- _Görev_
Gülten Akın sempozyumu metnine göre sempozyum hangi tarihlerde gerçekleşti, lütfen yazın.

Feminist Odalar (XV): Şiirden Bir Ülke Bahçesi - Gülten Akın Sempozyumu

Şiirden Bir Ülke Bahçesi Gülten Akın Sempozyumu, Nilüfer Belediyesi Kütüphane Müdürlüğü tarafından, Yılın Yazarı Gülten Akın etkinlikleri kapsamında 10-11 Aralık 2021 tarihlerinde gerçekleşti. Sempozyum bildirileri, daha önceki Yılın Yazarı etkinlikleri kapsamında yapılan sempozyumlarda olduğu gibi kitaplaştırıldı. Sevgi Soysal, Nezihe Meriç ve Gülten Akın bu uzun erimli çalışmanın kadın şair ve yazarları olarak, sadece Bursa’da değil, Türkiye’de edebiyatla ilgilenen herkesin dikkat kesilmesini sağlayan önemli bir etkinlik dizisinde, üretimleri ve yaşamlarıyla yeniden yorumlandılar. Nilüfer Belediye Başkanı Turgay Erdem’in Sunuş konuşmasının ardından, Nilüfer Kütüphaneler Müdürü Şafak Baba Pala’nın “Güneşimizi Kimse Kesemez” başlıklı konuşmasıyla kitaptaki bildirilerden önce okura çalışmanın niteliği ve kapsamı da aktarıldı. Ayrıca sempozyum kitabının kapak ve metin görselleri için de Huban Korman ve diğer çizimler için Tülay Palaz’a, etkinliğin hazırlanış sürecinde emeği geçen tüm ekibe de teşekkür etmek lazım, büyük bir çaba, sağ olsunlar.

- _Verilen Malzeme_

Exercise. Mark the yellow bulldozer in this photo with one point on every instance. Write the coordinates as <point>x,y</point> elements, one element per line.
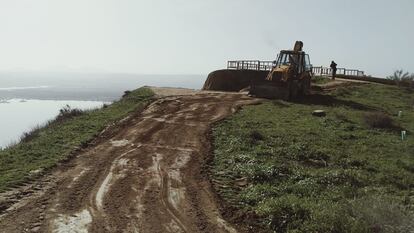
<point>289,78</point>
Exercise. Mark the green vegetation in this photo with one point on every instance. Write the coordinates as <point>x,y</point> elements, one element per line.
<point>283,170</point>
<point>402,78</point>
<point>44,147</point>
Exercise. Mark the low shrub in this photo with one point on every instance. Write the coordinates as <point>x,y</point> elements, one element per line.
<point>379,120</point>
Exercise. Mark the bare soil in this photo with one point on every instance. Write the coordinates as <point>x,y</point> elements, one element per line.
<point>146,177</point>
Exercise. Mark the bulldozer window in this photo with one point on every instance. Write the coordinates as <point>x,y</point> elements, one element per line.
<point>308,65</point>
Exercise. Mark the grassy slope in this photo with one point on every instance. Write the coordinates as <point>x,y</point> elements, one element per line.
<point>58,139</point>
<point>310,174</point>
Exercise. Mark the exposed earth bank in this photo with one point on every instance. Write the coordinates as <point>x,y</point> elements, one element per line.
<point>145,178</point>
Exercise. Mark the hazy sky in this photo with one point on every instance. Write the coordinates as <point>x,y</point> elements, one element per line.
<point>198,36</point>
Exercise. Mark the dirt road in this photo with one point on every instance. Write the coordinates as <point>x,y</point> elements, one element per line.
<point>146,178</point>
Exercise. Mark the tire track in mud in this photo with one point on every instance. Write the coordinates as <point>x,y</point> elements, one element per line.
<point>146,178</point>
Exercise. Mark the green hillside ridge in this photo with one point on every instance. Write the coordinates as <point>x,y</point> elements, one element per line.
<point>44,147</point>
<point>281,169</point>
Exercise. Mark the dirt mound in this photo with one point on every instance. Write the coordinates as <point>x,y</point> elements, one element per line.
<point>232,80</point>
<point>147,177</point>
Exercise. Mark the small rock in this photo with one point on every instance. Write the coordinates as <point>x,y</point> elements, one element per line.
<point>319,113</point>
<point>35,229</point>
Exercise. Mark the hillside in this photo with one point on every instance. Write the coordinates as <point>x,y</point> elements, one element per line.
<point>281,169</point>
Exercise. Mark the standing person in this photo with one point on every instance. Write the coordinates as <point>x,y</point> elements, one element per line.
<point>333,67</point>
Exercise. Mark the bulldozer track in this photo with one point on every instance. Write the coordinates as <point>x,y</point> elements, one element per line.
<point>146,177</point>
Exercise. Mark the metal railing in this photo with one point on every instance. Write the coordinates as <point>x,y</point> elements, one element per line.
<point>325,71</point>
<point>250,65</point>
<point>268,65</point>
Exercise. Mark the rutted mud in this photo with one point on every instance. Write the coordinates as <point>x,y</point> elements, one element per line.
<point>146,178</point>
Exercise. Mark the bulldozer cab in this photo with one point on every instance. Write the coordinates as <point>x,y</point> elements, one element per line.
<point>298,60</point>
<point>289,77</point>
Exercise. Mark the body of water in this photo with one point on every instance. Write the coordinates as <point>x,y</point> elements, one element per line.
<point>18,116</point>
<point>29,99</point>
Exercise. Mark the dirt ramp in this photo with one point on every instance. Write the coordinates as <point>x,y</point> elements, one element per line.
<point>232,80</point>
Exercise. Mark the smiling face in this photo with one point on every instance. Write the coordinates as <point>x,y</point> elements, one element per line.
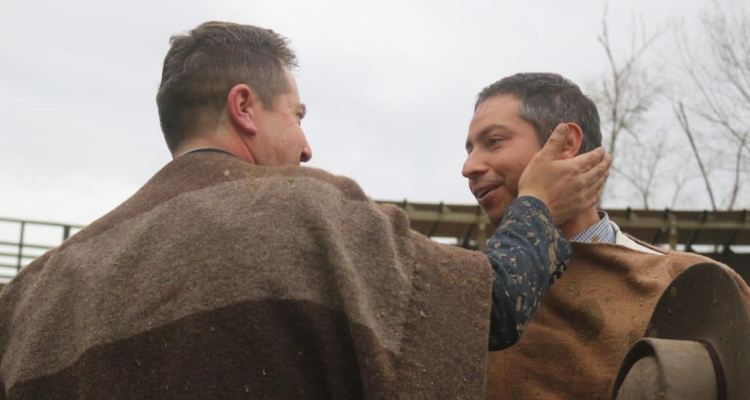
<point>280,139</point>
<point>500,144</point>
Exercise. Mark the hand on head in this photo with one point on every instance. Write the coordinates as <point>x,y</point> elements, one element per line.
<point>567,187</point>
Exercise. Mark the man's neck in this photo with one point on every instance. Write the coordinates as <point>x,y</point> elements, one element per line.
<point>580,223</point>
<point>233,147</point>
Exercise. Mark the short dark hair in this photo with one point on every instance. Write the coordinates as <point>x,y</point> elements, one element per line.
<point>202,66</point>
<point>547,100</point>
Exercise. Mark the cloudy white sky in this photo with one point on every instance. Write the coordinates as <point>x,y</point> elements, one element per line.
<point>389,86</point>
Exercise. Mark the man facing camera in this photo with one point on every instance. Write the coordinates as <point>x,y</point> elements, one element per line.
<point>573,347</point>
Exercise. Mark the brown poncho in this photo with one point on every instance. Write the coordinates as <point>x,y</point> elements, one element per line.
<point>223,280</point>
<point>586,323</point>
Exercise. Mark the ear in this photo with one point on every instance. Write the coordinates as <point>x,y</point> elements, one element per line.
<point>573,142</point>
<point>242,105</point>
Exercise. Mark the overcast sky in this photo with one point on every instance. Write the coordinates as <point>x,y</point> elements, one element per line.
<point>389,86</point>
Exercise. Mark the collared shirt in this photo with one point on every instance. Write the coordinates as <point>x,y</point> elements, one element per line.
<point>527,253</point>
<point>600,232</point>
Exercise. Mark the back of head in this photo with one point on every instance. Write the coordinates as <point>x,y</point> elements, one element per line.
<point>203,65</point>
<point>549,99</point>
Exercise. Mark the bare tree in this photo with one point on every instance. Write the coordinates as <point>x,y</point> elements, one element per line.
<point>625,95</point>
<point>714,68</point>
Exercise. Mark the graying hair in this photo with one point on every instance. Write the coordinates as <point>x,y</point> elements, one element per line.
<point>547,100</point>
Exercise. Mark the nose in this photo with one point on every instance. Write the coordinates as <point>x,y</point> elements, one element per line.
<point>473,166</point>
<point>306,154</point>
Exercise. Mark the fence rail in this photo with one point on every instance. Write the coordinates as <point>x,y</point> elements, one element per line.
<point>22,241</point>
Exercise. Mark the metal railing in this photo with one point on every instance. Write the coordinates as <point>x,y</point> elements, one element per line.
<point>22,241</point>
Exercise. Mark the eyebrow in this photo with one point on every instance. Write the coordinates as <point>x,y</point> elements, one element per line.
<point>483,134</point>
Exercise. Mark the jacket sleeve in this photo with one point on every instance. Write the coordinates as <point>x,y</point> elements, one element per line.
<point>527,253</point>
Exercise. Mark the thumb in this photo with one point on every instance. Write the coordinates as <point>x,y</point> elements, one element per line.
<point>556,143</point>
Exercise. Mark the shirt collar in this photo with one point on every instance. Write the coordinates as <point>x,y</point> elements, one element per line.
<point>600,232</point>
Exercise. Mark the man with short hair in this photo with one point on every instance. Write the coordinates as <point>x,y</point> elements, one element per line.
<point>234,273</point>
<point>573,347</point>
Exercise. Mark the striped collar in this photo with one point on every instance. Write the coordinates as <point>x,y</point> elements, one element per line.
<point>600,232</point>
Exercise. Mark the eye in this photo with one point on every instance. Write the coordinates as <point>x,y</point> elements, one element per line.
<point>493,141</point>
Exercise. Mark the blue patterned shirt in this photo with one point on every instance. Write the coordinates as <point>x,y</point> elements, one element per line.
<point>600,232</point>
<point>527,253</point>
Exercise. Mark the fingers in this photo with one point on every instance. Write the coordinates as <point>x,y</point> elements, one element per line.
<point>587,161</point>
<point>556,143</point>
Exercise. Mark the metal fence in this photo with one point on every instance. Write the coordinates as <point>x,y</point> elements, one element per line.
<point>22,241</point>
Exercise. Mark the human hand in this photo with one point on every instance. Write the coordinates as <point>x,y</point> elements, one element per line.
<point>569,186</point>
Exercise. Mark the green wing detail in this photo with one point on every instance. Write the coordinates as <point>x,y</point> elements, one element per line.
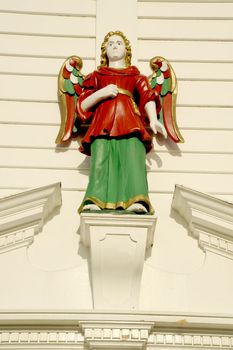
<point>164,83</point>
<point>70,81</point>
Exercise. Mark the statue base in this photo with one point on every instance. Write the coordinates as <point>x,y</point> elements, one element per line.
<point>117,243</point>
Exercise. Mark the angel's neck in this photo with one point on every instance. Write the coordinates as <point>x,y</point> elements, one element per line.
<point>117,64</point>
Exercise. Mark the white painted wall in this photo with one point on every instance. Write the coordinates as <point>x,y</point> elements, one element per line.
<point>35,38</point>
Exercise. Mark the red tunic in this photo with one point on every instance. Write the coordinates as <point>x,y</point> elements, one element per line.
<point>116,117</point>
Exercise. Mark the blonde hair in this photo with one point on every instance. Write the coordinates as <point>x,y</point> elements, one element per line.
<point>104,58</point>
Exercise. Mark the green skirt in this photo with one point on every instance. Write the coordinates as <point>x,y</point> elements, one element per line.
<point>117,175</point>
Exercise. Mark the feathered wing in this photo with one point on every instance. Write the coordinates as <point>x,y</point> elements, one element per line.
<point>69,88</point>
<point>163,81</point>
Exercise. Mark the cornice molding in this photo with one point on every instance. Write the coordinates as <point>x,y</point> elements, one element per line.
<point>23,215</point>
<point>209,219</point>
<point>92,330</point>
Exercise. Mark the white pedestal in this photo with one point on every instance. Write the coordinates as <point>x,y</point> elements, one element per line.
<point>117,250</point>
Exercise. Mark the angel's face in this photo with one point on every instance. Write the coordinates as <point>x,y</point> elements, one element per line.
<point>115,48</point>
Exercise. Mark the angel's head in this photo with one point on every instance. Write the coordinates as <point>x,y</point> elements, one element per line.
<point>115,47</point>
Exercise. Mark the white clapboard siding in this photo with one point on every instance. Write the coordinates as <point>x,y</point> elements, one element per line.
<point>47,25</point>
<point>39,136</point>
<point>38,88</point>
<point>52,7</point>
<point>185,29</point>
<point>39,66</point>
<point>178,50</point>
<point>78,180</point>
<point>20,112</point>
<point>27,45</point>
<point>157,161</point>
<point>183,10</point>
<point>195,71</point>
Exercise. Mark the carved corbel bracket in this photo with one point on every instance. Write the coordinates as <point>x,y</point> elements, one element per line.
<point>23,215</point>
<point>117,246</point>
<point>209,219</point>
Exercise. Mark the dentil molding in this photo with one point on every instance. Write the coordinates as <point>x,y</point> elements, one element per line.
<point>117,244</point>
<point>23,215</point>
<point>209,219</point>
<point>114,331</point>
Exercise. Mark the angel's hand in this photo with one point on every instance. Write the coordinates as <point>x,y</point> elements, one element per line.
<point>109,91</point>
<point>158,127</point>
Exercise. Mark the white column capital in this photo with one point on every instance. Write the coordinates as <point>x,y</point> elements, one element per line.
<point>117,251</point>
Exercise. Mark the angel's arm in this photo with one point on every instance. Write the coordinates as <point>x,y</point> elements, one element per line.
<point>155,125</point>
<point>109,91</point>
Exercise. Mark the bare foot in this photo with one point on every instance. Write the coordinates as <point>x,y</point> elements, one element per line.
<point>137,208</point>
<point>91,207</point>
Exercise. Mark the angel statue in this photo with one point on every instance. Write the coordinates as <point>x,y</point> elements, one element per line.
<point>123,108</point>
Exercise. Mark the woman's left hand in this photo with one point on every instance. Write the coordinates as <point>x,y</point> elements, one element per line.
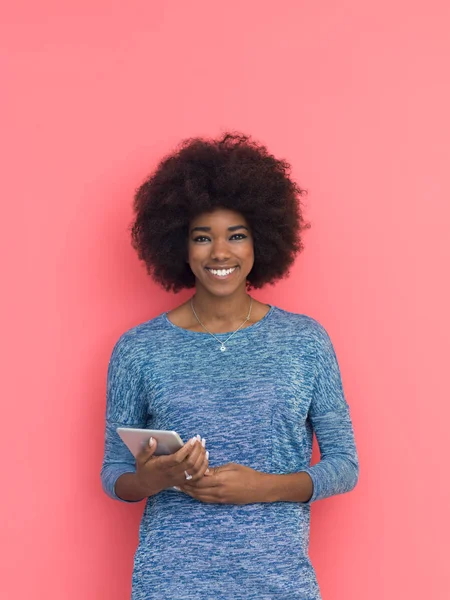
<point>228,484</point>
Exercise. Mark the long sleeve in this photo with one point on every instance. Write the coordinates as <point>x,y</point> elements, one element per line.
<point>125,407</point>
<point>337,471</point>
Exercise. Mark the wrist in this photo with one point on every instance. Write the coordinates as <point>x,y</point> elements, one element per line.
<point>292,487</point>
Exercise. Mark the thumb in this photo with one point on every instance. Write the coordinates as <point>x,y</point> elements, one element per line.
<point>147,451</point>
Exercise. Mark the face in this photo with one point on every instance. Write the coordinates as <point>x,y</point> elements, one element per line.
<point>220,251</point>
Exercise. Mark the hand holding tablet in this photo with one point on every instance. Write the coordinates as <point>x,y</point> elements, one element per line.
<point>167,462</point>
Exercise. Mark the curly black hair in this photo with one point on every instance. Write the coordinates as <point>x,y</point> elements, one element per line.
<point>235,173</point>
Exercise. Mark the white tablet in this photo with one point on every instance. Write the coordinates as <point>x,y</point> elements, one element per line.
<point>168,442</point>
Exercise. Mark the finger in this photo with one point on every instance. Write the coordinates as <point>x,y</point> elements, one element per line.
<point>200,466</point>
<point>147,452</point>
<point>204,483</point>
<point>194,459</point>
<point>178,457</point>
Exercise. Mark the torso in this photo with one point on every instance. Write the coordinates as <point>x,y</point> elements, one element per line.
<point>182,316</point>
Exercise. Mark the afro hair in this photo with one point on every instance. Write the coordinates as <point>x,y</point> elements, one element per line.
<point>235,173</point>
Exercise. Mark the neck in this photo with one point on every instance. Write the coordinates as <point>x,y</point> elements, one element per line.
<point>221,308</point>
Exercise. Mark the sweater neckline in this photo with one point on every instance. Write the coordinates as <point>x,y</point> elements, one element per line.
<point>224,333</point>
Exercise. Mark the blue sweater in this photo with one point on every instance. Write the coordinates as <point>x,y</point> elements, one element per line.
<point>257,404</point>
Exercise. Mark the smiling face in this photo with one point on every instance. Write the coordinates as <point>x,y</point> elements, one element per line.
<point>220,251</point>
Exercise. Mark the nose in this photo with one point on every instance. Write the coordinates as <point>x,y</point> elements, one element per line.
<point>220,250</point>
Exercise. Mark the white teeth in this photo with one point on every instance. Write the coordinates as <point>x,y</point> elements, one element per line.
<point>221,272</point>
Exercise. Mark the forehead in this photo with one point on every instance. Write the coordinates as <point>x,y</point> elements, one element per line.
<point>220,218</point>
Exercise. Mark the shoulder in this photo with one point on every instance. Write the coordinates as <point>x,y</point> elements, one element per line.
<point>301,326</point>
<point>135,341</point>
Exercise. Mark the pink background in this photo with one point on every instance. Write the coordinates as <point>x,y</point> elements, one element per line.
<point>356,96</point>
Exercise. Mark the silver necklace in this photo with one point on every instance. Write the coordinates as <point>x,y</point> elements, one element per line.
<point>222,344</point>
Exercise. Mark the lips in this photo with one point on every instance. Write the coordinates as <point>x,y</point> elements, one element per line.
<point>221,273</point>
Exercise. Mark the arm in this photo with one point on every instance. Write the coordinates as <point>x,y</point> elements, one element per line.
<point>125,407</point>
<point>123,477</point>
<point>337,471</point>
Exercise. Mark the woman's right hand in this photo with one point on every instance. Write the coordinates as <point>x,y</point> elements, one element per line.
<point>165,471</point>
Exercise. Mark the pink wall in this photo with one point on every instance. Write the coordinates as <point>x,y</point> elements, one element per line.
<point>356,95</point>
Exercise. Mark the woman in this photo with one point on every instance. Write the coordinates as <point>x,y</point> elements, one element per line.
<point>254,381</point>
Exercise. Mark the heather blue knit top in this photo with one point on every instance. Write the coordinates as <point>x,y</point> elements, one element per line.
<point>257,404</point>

- _Alıştırma Cevabı_
10-11 Aralık 2021 tarihlerinde gerçekleşti.